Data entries
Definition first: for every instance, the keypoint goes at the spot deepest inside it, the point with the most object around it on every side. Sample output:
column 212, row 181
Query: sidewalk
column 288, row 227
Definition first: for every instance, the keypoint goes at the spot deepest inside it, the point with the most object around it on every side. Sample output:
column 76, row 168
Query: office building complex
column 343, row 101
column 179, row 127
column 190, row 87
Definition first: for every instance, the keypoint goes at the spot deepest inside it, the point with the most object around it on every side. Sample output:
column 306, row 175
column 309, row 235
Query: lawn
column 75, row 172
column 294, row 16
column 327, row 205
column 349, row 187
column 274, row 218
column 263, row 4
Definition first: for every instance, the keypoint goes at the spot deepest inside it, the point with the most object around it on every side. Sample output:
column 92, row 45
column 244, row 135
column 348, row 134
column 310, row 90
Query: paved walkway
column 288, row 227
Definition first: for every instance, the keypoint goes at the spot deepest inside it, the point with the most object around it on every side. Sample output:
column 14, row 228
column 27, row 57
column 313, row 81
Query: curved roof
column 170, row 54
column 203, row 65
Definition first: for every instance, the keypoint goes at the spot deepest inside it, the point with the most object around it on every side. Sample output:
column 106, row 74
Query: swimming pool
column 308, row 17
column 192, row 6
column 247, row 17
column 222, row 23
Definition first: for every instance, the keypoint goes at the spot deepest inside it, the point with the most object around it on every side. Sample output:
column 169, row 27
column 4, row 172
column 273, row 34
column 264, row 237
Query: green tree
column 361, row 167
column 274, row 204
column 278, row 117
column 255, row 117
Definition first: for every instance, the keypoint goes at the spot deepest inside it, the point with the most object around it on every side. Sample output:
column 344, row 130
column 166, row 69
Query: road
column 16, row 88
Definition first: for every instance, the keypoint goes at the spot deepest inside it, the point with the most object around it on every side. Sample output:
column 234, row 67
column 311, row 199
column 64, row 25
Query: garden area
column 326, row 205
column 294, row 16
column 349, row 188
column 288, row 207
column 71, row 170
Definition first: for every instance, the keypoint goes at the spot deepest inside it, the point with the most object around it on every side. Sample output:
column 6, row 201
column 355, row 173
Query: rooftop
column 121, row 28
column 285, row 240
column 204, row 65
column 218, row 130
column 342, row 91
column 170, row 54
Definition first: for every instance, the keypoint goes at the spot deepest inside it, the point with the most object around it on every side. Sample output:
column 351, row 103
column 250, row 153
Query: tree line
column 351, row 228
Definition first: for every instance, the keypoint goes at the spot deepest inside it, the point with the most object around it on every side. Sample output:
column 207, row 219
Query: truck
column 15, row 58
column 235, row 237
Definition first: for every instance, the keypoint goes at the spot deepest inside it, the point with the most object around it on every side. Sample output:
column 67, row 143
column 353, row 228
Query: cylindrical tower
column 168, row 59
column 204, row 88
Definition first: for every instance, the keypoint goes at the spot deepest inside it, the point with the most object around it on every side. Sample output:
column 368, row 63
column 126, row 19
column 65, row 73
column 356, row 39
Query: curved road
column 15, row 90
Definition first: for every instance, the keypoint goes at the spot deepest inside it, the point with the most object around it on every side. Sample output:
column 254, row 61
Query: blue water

[Job]
Reproduce the lines above without any changes.

[Response to this exercise]
Definition first: for every instance, the keypoint goes at the spot deepest inside it, the point with the most object around it on every side. Sample output:
column 212, row 181
Query: sidewalk
column 288, row 227
Definition first: for every instance, the keypoint goes at the spot deepest inside it, the point with the most object around it on every side. Sample output:
column 76, row 168
Query: office building complex
column 343, row 101
column 179, row 127
column 190, row 87
Definition first: for every instance, the keypoint goes at the spot deepest inside it, the point with the most object around it on every side. Sample output:
column 306, row 175
column 309, row 235
Query: lawn
column 75, row 172
column 294, row 16
column 327, row 205
column 349, row 187
column 274, row 218
column 263, row 4
Definition first: for every instance, the keypoint goes at the spot deepest inside it, the point with the most object around it on every side. Sample output:
column 92, row 45
column 244, row 135
column 348, row 134
column 310, row 90
Query: paved walkway
column 288, row 227
Definition first: for every instance, the keypoint goes at the spot deepest inside it, the point with the most object around it on every side. Sample output:
column 14, row 228
column 27, row 57
column 313, row 81
Query: curved roof
column 170, row 54
column 203, row 65
Definition first: for every instance, the keypoint goes at the spot deepest inside it, the point with the most object around it on every side. Sample output:
column 106, row 74
Query: swimming pool
column 308, row 17
column 192, row 6
column 247, row 17
column 222, row 23
Definition first: for every instance, the keypoint goes at the spot deepest inside it, the point with the most object around it on every side. Sample output:
column 169, row 27
column 4, row 172
column 273, row 34
column 264, row 237
Query: green tree
column 361, row 167
column 274, row 204
column 278, row 117
column 255, row 117
Definition first: for every instance, the keypoint goes at the spot deepest inside it, the point with the most object around it on every side. Sample output:
column 344, row 130
column 166, row 69
Query: road
column 16, row 88
Definition first: for every instance, the keypoint goes at the spot deepest inside it, the point with the most object around it on every side. Sample output:
column 234, row 67
column 311, row 199
column 64, row 25
Query: garden area
column 326, row 205
column 294, row 16
column 349, row 188
column 288, row 207
column 71, row 170
Definition first: for every instance, the keypoint goes at the spot deepest inside it, the point with the most object around it on every side. Sample output:
column 6, row 201
column 355, row 173
Query: rooftop
column 121, row 28
column 285, row 240
column 204, row 65
column 218, row 130
column 342, row 91
column 170, row 54
Definition first: for every instance, the keypoint goes at the spot deepest inside it, the point with the most object around it on every side. Sample output:
column 351, row 103
column 250, row 153
Query: tree line
column 351, row 228
Definition first: for every instance, the keypoint goes at the spot deepest inside it, the point with the most object around it on every side. Sample output:
column 207, row 219
Query: truck
column 15, row 58
column 235, row 237
Definition first: for every instance, the keypoint goes at the spot deepest inside it, the point with the most object around it on every side. Sample output:
column 67, row 143
column 353, row 228
Query: cylindrical tower
column 168, row 59
column 204, row 88
Definition first: for every instance, the keypoint goes at the spot deepest inside it, the point with the most object around it on every side. Sample output:
column 368, row 63
column 126, row 19
column 65, row 73
column 356, row 39
Query: curved road
column 15, row 90
Definition first: for every instance, the keypoint goes at the spot deepest inside it, the point with the most object around it on every side. Sample output:
column 254, row 61
Query: blue water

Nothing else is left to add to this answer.